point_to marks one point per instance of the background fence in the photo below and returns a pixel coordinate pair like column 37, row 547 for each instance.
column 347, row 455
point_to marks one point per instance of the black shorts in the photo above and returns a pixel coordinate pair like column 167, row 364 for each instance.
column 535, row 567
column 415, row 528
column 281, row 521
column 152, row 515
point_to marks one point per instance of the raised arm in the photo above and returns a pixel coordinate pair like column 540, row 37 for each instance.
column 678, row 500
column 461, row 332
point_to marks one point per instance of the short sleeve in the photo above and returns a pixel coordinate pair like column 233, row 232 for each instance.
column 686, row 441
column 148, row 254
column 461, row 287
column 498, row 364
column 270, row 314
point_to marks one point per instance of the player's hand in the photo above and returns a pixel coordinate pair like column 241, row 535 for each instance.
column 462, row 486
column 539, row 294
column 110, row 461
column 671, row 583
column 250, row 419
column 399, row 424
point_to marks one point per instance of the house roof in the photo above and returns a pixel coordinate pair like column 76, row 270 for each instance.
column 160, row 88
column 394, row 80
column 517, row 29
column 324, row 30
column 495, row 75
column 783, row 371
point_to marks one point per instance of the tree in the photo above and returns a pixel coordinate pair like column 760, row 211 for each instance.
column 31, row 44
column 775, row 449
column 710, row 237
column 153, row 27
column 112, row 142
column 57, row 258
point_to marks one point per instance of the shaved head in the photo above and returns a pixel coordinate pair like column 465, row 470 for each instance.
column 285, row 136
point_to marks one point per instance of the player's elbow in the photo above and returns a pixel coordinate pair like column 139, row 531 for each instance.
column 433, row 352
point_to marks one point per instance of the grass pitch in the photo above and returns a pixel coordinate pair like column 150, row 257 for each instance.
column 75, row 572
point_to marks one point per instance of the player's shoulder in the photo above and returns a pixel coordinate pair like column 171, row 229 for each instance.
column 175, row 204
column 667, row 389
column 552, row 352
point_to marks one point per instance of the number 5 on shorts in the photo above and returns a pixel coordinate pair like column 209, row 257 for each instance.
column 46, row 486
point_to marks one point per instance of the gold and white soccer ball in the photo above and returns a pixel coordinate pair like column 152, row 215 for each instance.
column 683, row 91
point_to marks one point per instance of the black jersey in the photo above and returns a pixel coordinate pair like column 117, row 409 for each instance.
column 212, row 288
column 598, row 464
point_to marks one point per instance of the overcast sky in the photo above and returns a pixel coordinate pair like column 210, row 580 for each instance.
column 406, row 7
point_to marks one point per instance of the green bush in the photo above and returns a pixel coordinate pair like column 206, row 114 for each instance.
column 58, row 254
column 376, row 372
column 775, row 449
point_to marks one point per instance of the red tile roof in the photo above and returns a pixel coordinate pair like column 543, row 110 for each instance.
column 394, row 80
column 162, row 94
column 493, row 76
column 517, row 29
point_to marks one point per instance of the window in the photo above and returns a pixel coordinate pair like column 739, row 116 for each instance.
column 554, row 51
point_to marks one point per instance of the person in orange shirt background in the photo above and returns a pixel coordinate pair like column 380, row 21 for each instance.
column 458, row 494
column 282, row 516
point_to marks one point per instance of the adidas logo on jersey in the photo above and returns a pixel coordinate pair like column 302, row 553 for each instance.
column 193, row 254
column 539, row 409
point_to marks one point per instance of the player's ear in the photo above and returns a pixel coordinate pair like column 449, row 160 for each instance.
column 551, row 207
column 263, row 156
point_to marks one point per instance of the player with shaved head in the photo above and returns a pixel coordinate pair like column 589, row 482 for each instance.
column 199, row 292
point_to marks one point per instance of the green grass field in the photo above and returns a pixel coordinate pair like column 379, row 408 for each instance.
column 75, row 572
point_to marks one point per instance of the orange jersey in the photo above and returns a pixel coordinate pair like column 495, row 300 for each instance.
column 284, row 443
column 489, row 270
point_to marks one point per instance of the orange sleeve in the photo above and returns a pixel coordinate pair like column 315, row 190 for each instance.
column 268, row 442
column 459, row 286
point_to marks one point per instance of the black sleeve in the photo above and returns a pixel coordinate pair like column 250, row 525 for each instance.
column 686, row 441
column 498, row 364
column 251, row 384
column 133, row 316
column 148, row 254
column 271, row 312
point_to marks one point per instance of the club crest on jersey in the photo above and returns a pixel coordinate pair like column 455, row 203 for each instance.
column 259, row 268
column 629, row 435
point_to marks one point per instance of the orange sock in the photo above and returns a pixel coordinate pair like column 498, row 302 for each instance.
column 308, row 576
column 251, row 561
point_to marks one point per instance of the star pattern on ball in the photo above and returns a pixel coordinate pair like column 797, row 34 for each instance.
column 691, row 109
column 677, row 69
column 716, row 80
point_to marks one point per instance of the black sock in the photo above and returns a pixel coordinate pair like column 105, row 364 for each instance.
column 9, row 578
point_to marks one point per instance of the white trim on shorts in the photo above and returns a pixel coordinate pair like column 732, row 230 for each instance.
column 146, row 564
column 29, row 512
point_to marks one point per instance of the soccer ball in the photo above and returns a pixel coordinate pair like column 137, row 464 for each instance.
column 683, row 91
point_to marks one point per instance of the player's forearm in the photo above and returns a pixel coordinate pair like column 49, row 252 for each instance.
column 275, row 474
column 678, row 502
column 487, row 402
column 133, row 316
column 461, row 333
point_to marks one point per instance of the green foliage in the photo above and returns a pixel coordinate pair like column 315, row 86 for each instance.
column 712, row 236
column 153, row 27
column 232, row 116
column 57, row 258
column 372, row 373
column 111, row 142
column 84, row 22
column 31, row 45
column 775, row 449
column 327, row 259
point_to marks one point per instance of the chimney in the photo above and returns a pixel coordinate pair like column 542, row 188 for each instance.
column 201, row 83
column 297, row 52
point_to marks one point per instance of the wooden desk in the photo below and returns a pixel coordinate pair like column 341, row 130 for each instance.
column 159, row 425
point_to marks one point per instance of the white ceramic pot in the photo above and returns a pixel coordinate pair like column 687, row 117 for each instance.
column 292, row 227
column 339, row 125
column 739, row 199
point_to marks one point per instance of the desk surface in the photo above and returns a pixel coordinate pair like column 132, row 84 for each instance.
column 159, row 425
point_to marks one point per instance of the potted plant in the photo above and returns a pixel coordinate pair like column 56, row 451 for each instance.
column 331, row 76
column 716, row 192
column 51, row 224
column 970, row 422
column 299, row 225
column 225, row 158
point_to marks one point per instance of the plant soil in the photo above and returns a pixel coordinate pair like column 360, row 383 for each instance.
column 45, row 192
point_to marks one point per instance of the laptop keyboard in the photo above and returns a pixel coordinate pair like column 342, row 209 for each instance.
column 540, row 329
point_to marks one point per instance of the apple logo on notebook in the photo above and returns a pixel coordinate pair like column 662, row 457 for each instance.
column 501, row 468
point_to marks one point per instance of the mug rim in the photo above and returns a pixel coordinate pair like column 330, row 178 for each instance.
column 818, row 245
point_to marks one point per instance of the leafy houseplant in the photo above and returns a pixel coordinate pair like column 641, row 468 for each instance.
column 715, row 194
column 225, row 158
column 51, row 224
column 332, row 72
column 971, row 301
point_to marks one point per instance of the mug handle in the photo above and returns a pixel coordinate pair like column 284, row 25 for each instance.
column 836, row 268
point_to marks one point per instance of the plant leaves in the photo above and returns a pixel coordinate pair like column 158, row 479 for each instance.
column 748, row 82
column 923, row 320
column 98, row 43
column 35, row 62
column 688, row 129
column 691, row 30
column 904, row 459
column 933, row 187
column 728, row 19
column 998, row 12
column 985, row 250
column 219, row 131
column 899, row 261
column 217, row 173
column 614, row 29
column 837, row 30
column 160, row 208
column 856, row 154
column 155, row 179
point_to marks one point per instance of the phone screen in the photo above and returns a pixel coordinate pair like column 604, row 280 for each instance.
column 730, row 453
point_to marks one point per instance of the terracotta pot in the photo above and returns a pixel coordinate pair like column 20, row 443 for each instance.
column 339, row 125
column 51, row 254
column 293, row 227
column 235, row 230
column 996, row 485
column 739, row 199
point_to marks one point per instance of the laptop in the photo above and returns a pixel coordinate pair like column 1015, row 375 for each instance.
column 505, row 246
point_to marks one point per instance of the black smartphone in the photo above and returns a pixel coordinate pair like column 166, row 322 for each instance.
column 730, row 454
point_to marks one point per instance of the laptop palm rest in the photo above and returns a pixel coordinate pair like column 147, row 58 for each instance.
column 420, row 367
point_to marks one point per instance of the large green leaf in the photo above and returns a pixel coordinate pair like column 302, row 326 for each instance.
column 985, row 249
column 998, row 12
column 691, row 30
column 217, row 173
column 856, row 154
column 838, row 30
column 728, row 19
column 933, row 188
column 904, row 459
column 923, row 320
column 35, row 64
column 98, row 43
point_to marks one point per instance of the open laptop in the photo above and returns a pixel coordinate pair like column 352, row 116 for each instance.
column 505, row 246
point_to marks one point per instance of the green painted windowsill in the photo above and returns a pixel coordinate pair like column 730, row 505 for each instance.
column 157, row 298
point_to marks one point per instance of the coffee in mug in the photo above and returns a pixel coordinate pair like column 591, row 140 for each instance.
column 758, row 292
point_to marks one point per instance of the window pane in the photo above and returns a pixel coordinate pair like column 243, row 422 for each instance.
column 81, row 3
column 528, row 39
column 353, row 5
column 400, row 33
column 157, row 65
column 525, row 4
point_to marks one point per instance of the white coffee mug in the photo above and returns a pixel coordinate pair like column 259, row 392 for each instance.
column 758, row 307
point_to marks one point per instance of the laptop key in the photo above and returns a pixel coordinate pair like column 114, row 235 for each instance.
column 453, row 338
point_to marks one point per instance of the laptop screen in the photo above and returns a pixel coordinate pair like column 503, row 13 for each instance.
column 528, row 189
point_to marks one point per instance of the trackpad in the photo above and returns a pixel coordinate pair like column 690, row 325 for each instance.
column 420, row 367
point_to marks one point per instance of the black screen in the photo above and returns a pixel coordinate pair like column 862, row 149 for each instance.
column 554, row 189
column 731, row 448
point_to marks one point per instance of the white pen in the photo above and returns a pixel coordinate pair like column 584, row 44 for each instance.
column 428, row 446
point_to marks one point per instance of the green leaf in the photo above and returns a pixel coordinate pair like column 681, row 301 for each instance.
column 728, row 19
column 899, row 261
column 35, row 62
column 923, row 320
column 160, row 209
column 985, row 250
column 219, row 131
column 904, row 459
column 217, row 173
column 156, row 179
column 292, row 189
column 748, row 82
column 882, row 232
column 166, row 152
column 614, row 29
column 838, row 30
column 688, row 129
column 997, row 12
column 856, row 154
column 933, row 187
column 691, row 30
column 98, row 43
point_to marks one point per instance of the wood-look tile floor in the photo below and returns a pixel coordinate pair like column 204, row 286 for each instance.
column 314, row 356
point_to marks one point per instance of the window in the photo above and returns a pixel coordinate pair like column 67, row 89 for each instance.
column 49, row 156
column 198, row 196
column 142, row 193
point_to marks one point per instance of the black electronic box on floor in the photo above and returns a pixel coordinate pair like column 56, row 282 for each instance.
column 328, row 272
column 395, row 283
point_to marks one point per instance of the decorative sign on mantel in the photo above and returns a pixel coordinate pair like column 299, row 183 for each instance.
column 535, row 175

* [What you should do] Write out exactly the lines from the line with "point_to marks one point per instance of the decorative" to the close of the listing above, including both of those lines.

* [Solution to the problem]
point_to marks one point per instance of the decorative sign on mantel in the photo above and returns a pixel coordinate pair like column 299, row 183 for each instance.
column 535, row 175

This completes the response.